[REQUIREMENTS]: Copy out each line of the entries below that contains the word "insect". Matching is case-sensitive.

[RECORDS]:
□ □ □

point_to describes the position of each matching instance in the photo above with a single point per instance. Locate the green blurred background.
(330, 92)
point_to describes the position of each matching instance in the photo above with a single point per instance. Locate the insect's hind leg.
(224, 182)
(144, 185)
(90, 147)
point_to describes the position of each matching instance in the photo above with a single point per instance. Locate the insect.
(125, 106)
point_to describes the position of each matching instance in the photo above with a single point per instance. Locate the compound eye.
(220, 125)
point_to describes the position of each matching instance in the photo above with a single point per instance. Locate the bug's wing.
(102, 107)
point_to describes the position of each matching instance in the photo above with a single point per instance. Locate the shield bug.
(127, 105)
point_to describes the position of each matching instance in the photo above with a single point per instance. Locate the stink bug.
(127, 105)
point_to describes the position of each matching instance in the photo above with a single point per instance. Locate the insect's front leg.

□ □ □

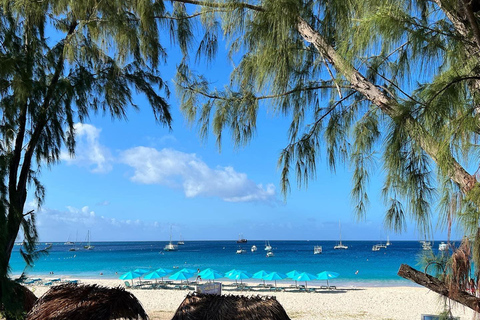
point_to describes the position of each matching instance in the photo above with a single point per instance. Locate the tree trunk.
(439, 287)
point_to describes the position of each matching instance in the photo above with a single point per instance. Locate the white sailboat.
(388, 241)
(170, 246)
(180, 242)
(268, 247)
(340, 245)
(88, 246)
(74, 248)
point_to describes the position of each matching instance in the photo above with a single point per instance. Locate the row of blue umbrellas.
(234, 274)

□ □ □

[TASK RESULT]:
point_to describes the position of each matching instance in the photo above with a single point per instance. Locate the insect's hind leg.
point_to describes the position of each matching instance in the photo above with a single point per instance. Locate the insect.
point_to describes the position of each matching instance in the photo above with a single point per instance. Locate the insect's front leg.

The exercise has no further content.